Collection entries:
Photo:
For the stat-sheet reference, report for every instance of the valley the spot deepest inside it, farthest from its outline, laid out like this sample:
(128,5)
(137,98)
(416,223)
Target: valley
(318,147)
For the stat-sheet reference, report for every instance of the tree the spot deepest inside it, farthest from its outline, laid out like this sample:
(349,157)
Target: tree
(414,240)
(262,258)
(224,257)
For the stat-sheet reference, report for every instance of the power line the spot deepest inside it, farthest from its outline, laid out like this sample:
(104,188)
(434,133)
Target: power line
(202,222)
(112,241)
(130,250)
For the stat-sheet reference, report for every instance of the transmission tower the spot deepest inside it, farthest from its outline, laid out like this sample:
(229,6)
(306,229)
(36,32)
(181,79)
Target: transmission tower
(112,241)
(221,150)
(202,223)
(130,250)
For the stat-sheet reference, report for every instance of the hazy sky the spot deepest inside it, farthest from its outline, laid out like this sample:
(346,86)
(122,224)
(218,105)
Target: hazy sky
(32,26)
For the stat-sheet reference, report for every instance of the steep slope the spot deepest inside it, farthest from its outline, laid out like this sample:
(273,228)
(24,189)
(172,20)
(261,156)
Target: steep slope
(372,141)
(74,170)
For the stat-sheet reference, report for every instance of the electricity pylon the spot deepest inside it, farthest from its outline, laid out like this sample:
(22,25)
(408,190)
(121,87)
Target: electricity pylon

* EXERCISE GOAL
The required output is the lines from the one holding "Target: hazy sky" through the last line of the entries above, copied exactly.

* REPLY
Target: hazy sky
(32,26)
For the stat-sheet reference, report for every instance of the steep slope the spot deepest inside it, farthest from its outline, laid out like this sample:
(273,228)
(24,189)
(172,20)
(261,156)
Target: steep slope
(372,141)
(74,170)
For the stat-sheet reference, report for every instance of the electricity pylon the spot deepest inside it, farthest from its outline, laid out like this sample:
(22,25)
(408,190)
(121,87)
Target: electricity pylon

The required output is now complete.